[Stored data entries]
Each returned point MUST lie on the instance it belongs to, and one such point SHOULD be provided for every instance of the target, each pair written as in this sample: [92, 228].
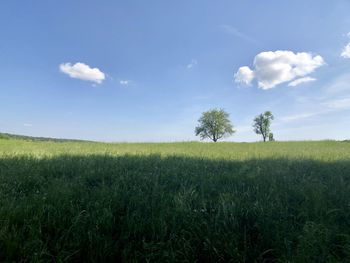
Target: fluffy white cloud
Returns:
[273, 68]
[300, 81]
[124, 82]
[83, 72]
[346, 51]
[244, 75]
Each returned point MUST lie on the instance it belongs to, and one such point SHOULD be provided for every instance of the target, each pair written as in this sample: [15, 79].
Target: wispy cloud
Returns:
[300, 81]
[124, 82]
[192, 64]
[301, 116]
[231, 30]
[83, 72]
[338, 104]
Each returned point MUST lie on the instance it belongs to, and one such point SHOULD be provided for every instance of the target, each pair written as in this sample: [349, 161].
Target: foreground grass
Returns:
[94, 202]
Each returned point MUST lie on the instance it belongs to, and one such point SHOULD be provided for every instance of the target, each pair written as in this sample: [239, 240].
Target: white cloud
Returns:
[83, 72]
[273, 68]
[300, 81]
[192, 64]
[124, 82]
[244, 75]
[301, 116]
[346, 51]
[338, 104]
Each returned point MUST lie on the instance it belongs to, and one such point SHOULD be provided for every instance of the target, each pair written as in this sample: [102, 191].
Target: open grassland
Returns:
[174, 202]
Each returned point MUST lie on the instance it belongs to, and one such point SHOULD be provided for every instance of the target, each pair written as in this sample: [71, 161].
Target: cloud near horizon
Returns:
[124, 82]
[83, 72]
[272, 68]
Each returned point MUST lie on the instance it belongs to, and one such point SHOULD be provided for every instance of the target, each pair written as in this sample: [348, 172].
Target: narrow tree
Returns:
[262, 124]
[214, 125]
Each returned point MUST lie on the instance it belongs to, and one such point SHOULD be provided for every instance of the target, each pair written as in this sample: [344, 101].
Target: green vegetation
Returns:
[262, 124]
[214, 125]
[174, 202]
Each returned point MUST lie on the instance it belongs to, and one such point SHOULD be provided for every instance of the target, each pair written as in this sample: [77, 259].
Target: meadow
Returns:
[174, 202]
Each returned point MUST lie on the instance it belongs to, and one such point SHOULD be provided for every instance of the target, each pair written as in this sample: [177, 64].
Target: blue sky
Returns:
[146, 70]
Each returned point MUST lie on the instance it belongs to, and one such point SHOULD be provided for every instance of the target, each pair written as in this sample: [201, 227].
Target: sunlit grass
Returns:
[161, 202]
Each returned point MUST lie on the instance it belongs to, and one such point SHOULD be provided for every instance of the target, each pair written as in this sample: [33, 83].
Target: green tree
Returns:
[214, 125]
[262, 124]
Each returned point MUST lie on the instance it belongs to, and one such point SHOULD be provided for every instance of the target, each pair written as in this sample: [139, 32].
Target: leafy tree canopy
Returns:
[214, 125]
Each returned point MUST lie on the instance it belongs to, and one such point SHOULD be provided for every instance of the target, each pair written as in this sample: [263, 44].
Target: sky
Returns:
[137, 71]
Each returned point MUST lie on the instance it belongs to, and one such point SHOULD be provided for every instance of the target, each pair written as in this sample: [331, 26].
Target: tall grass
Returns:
[175, 202]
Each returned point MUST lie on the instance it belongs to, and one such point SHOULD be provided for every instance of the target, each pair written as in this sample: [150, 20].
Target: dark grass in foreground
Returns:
[100, 208]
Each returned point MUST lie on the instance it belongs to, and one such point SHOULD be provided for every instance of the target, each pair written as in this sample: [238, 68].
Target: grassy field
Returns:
[174, 202]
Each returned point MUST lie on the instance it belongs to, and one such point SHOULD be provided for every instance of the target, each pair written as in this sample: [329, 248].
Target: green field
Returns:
[174, 202]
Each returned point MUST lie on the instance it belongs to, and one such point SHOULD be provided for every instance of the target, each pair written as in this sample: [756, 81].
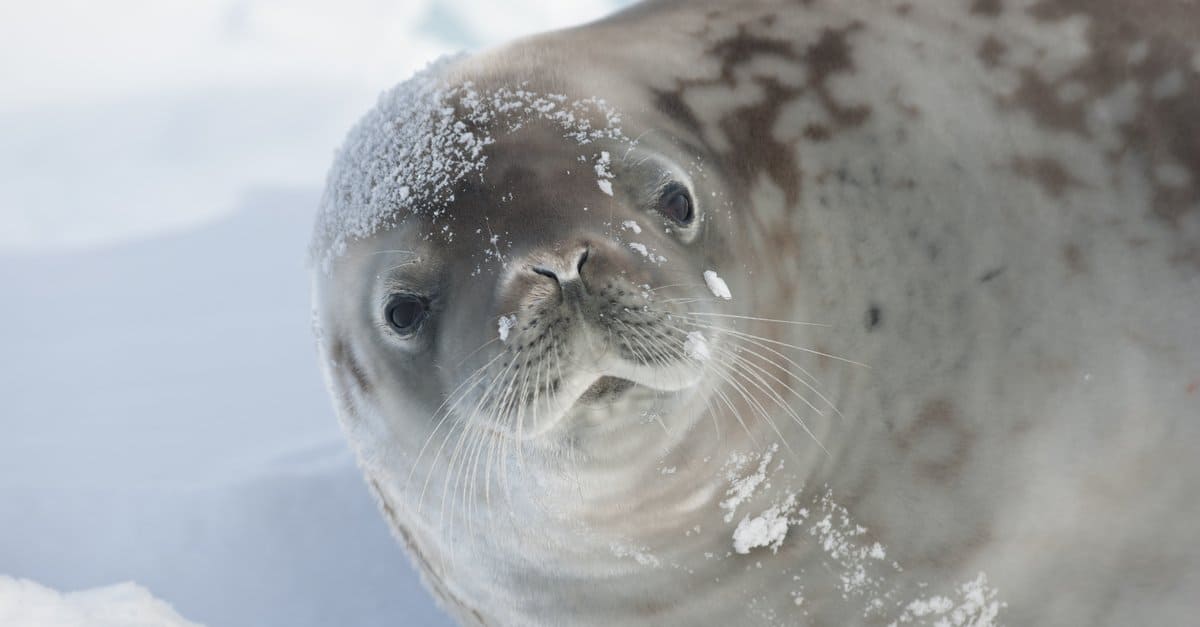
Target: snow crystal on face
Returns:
[696, 346]
[717, 285]
[505, 324]
[640, 555]
[744, 487]
[977, 607]
[409, 153]
[24, 602]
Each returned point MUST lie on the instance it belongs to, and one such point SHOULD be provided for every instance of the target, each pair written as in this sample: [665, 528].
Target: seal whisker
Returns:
[811, 351]
[474, 380]
[759, 320]
[756, 341]
[774, 395]
[755, 406]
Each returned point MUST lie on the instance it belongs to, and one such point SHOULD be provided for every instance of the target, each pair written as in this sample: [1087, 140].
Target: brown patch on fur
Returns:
[1163, 130]
[755, 153]
[816, 132]
[829, 57]
[749, 129]
[990, 52]
[1054, 178]
[939, 416]
[910, 111]
[987, 7]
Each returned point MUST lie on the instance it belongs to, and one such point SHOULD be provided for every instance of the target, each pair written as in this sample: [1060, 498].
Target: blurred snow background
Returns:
[163, 419]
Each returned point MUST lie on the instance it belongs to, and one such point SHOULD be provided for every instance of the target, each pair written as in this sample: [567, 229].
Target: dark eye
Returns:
[677, 205]
[406, 312]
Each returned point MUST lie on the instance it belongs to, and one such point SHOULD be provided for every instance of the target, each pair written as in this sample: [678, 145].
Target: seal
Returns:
[786, 312]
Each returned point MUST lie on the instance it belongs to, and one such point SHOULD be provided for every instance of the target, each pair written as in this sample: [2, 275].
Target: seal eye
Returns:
[677, 205]
[406, 312]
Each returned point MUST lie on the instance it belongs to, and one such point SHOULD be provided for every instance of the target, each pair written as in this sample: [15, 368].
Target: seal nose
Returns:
[570, 272]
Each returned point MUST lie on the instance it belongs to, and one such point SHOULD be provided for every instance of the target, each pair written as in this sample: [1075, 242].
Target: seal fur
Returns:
[993, 203]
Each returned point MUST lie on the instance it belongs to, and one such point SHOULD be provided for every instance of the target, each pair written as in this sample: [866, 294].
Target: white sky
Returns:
[127, 118]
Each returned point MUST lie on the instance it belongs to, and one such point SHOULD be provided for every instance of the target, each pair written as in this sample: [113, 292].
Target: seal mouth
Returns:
[605, 390]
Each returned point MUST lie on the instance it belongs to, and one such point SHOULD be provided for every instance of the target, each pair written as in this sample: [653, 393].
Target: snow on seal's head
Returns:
[484, 311]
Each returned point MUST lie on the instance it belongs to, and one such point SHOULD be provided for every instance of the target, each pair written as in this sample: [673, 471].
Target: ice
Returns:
[696, 346]
[505, 324]
[28, 603]
[408, 154]
[190, 445]
[717, 285]
[766, 530]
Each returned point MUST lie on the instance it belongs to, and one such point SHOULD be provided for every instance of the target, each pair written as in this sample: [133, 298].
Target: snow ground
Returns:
[163, 416]
[23, 602]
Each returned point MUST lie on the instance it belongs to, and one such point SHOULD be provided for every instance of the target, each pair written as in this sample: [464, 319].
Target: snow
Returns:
[696, 346]
[743, 487]
[425, 136]
[766, 530]
[505, 324]
[214, 109]
[717, 285]
[27, 603]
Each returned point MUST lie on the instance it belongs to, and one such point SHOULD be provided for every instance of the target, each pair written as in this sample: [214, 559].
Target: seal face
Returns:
[787, 312]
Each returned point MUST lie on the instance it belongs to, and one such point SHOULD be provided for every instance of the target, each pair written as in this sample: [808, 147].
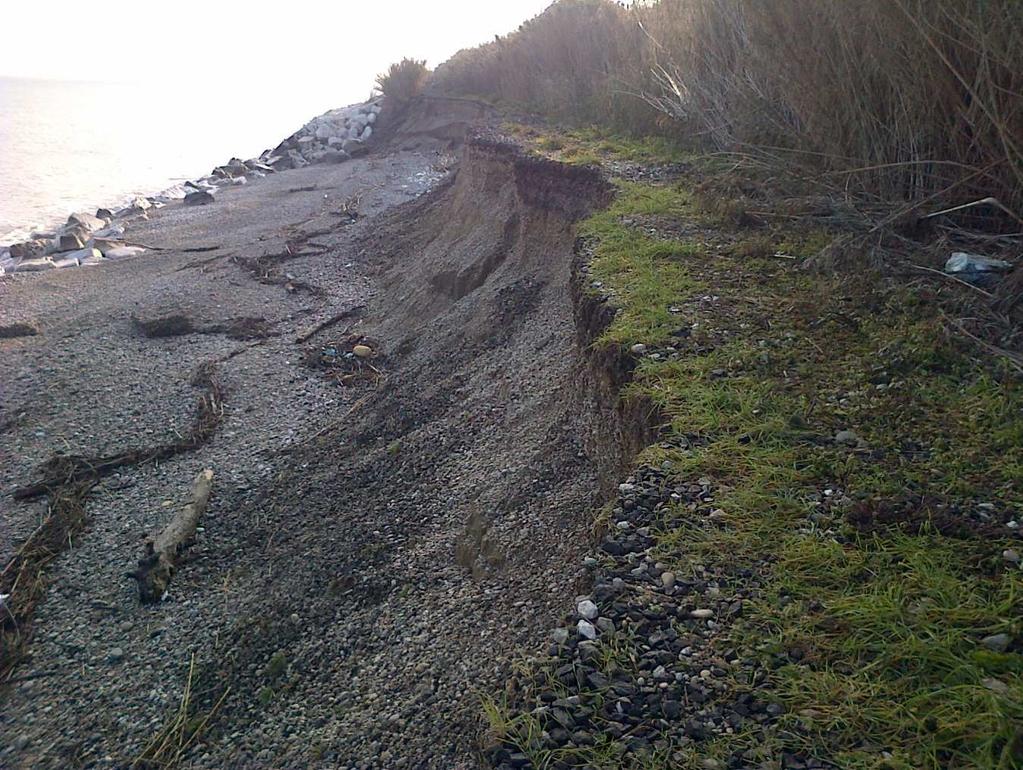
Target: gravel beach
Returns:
[388, 525]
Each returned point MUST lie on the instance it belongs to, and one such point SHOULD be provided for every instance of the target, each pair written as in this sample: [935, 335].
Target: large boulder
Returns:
[71, 240]
[93, 258]
[335, 156]
[123, 253]
[198, 197]
[35, 265]
[114, 231]
[354, 147]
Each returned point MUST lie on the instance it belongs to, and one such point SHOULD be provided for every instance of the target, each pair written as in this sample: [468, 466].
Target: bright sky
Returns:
[332, 48]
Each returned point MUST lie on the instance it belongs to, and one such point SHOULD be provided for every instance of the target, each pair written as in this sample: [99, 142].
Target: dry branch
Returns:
[156, 569]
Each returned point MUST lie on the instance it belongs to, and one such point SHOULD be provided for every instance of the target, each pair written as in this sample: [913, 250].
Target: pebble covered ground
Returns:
[373, 552]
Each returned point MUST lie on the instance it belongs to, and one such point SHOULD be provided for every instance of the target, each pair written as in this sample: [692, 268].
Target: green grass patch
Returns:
[885, 605]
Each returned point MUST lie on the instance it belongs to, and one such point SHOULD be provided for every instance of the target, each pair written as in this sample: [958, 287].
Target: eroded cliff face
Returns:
[440, 526]
[349, 604]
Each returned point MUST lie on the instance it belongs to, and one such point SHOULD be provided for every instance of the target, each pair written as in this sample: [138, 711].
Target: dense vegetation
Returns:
[918, 100]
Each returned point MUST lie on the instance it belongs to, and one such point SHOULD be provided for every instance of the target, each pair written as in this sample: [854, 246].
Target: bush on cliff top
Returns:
[404, 80]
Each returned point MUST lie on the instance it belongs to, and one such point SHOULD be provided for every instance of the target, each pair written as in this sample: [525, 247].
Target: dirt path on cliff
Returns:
[383, 531]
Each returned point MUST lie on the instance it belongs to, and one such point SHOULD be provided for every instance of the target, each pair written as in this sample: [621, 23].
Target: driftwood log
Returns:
[157, 568]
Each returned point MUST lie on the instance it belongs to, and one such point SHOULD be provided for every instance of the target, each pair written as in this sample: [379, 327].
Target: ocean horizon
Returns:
[77, 145]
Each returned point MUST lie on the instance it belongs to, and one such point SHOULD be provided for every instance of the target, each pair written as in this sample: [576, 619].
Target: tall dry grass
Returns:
[900, 100]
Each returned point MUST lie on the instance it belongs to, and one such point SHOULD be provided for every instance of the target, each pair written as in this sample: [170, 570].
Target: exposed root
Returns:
[61, 470]
[344, 365]
[23, 582]
[264, 270]
[157, 568]
[243, 327]
[328, 323]
[68, 481]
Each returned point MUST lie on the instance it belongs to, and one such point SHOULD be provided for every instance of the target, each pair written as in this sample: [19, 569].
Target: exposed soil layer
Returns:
[374, 548]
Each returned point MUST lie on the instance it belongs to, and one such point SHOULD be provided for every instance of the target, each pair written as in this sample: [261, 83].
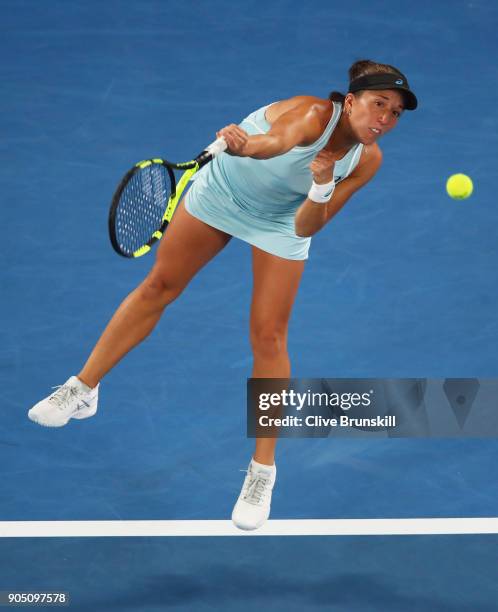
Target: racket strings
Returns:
[141, 207]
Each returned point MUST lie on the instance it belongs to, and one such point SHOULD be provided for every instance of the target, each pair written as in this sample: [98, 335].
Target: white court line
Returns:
[306, 527]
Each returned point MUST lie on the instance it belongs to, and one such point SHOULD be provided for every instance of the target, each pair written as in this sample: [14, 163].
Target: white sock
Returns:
[79, 383]
[261, 466]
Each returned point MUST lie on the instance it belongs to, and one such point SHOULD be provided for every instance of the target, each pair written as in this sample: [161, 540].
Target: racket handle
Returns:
[217, 147]
[214, 149]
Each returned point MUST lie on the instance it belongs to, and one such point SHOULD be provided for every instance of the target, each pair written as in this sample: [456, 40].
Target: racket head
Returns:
[138, 207]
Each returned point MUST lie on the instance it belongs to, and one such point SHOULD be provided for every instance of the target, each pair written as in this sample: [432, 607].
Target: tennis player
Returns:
[289, 168]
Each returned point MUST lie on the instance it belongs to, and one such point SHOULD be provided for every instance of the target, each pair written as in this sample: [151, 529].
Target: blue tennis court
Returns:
[402, 283]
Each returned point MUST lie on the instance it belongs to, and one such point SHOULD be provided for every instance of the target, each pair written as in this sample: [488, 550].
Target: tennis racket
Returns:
[146, 199]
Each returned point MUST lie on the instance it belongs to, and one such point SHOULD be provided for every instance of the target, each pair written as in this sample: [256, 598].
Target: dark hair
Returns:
[362, 68]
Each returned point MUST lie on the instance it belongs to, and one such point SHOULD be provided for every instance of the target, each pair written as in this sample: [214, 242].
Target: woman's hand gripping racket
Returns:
[146, 199]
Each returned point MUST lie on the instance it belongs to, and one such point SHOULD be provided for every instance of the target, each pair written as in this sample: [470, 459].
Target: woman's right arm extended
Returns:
[301, 125]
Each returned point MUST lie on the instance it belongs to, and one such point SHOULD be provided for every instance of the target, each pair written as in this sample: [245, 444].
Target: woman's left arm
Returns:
[311, 216]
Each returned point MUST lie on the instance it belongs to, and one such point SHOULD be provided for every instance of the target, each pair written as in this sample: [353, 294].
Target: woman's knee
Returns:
[269, 339]
[158, 287]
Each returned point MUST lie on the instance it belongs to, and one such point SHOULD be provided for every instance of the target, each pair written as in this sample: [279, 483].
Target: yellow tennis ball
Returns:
[459, 186]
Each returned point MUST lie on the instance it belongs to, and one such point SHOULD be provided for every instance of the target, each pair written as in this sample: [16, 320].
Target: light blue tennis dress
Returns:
[256, 199]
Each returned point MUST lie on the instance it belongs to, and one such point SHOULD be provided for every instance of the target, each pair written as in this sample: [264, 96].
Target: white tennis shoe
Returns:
[72, 400]
[253, 505]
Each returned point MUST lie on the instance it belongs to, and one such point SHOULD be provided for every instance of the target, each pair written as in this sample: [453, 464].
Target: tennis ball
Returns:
[459, 186]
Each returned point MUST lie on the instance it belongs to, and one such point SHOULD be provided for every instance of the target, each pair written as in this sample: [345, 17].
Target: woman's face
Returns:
[374, 113]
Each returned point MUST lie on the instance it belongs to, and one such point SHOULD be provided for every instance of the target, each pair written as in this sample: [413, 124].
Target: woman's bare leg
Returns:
[276, 281]
[186, 247]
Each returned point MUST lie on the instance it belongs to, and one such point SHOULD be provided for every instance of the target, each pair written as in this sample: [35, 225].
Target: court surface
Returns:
[401, 284]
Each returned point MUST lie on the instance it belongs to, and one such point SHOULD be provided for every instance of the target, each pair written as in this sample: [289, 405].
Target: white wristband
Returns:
[321, 194]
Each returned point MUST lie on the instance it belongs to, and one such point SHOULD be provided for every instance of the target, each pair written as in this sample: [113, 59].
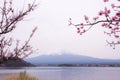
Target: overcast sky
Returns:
[54, 36]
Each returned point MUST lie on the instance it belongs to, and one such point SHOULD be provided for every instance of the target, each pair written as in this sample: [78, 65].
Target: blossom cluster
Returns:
[108, 18]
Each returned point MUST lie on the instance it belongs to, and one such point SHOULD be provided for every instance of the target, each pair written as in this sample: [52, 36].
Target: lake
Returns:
[66, 73]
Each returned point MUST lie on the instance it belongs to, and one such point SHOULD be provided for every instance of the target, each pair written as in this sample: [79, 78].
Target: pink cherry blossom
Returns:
[105, 0]
[86, 18]
[113, 5]
[118, 14]
[116, 36]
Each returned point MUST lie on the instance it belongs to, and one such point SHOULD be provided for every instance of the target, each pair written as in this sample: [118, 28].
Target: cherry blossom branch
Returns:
[108, 21]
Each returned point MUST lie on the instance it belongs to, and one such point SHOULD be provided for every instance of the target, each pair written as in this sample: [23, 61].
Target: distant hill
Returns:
[69, 59]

→ **WHAT IS EXPECTED**
The required output is the exact lines from the opening line of the entries through the line with "Target: wispy cloud", inclusive, without pictures.

→ **TASK OUTPUT**
Each returned point MUST lie on the instance it belongs to, and one such point SHOULD be provided for every instance of the target, each pair written as in this sample: [92, 228].
Target: fluffy white cloud
Returns:
[273, 68]
[300, 81]
[124, 82]
[83, 72]
[346, 51]
[244, 75]
Each returned point MUST lie on the instance it belongs to, and one such point SHOULD be provided for every instance of the target, each pair written as in this sample: [15, 79].
Target: wispy cloud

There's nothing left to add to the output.